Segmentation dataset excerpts
- - - -
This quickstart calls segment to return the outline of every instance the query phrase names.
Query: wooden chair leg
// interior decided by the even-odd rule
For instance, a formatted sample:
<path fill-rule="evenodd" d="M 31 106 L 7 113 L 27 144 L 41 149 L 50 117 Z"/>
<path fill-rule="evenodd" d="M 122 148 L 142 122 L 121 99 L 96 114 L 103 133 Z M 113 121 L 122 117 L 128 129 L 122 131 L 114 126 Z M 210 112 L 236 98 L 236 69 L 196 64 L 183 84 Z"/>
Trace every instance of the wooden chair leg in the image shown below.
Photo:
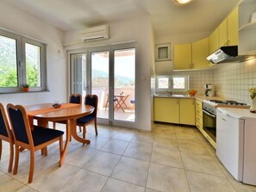
<path fill-rule="evenodd" d="M 19 146 L 16 146 L 16 160 L 15 160 L 15 166 L 14 166 L 14 170 L 13 170 L 14 175 L 16 175 L 18 172 L 19 156 L 20 156 Z"/>
<path fill-rule="evenodd" d="M 0 160 L 2 158 L 2 139 L 0 139 Z"/>
<path fill-rule="evenodd" d="M 34 152 L 30 150 L 30 166 L 29 166 L 29 175 L 28 175 L 28 183 L 32 183 L 34 167 Z"/>
<path fill-rule="evenodd" d="M 85 134 L 86 134 L 86 127 L 83 127 L 83 139 L 85 139 Z"/>
<path fill-rule="evenodd" d="M 11 170 L 12 170 L 13 154 L 14 154 L 13 144 L 12 143 L 9 143 L 9 159 L 8 172 L 11 172 Z"/>
<path fill-rule="evenodd" d="M 59 159 L 61 158 L 62 151 L 63 151 L 63 137 L 61 135 L 59 137 Z M 59 164 L 59 166 L 60 167 L 61 164 Z"/>
<path fill-rule="evenodd" d="M 95 127 L 95 133 L 97 135 L 97 121 L 94 121 L 94 127 Z"/>

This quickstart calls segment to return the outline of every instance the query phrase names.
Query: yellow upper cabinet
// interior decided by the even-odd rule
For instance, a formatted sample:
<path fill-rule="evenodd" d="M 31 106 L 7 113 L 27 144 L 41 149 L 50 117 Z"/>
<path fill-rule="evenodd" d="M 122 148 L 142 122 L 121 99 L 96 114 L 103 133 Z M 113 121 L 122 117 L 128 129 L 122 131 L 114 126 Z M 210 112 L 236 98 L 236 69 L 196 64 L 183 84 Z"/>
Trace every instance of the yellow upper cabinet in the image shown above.
<path fill-rule="evenodd" d="M 214 53 L 219 48 L 219 29 L 216 28 L 209 37 L 209 53 Z"/>
<path fill-rule="evenodd" d="M 219 26 L 219 47 L 228 46 L 228 20 L 224 21 Z"/>
<path fill-rule="evenodd" d="M 205 38 L 192 43 L 193 69 L 209 67 L 209 62 L 206 59 L 207 56 L 209 56 L 209 38 Z"/>
<path fill-rule="evenodd" d="M 187 70 L 191 68 L 191 44 L 177 44 L 173 47 L 174 70 Z"/>
<path fill-rule="evenodd" d="M 238 45 L 238 7 L 228 16 L 228 46 Z"/>

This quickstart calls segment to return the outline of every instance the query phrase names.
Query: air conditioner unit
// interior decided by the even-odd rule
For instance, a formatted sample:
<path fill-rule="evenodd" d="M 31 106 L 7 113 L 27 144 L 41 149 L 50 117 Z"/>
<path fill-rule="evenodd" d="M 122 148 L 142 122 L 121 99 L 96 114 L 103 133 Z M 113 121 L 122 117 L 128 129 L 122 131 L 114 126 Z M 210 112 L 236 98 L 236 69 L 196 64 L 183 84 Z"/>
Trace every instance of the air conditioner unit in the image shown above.
<path fill-rule="evenodd" d="M 84 41 L 109 39 L 109 26 L 102 25 L 95 28 L 86 28 L 80 32 Z"/>

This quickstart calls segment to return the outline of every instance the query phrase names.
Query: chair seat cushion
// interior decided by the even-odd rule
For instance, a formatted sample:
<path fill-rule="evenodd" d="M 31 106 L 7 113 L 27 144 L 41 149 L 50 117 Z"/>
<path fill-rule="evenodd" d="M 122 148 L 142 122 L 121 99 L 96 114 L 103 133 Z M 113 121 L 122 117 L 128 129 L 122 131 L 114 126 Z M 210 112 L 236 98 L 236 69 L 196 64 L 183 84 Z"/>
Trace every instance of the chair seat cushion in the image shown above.
<path fill-rule="evenodd" d="M 31 133 L 35 146 L 64 134 L 62 131 L 44 128 L 38 126 L 34 126 L 34 131 Z"/>
<path fill-rule="evenodd" d="M 86 115 L 84 117 L 81 117 L 79 119 L 77 120 L 77 123 L 78 124 L 86 124 L 91 121 L 95 120 L 95 117 L 92 115 Z"/>

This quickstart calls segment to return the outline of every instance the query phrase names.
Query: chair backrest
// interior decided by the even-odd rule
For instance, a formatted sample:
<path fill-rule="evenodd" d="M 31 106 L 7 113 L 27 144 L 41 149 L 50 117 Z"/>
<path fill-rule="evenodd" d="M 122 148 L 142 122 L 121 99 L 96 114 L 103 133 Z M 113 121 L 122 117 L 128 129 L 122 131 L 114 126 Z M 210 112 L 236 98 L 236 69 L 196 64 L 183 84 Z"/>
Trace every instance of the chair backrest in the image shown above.
<path fill-rule="evenodd" d="M 92 114 L 90 115 L 92 115 L 94 117 L 97 117 L 97 95 L 86 95 L 84 104 L 85 105 L 91 105 L 95 108 Z"/>
<path fill-rule="evenodd" d="M 0 102 L 0 134 L 12 139 L 9 121 L 3 105 Z"/>
<path fill-rule="evenodd" d="M 33 145 L 31 129 L 26 109 L 22 105 L 7 105 L 14 140 Z"/>
<path fill-rule="evenodd" d="M 81 96 L 81 94 L 72 94 L 69 96 L 69 102 L 70 103 L 81 104 L 82 103 L 82 96 Z"/>

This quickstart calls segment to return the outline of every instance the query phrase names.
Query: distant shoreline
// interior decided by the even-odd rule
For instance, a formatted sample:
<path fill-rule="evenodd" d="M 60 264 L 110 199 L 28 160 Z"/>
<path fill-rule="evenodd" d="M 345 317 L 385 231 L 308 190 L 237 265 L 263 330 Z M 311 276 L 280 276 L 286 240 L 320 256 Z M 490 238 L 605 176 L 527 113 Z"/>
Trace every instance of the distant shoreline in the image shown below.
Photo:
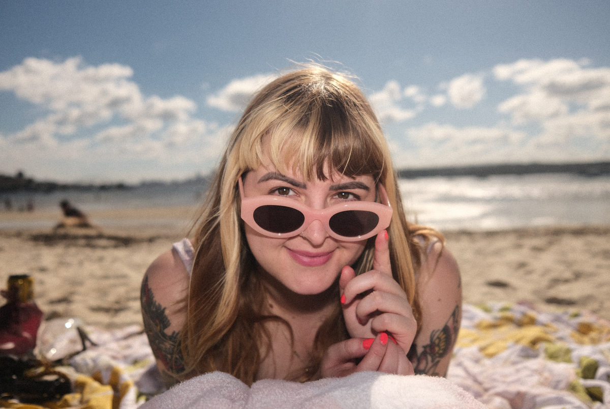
- - - -
- _Given problem_:
Find each line above that contains the word "cabinet", matching case exactly, and copy those lines out in full.

- _Written solution_:
Query: yellow upper cabinet
Trace every instance of the yellow upper cabinet in the image shown above.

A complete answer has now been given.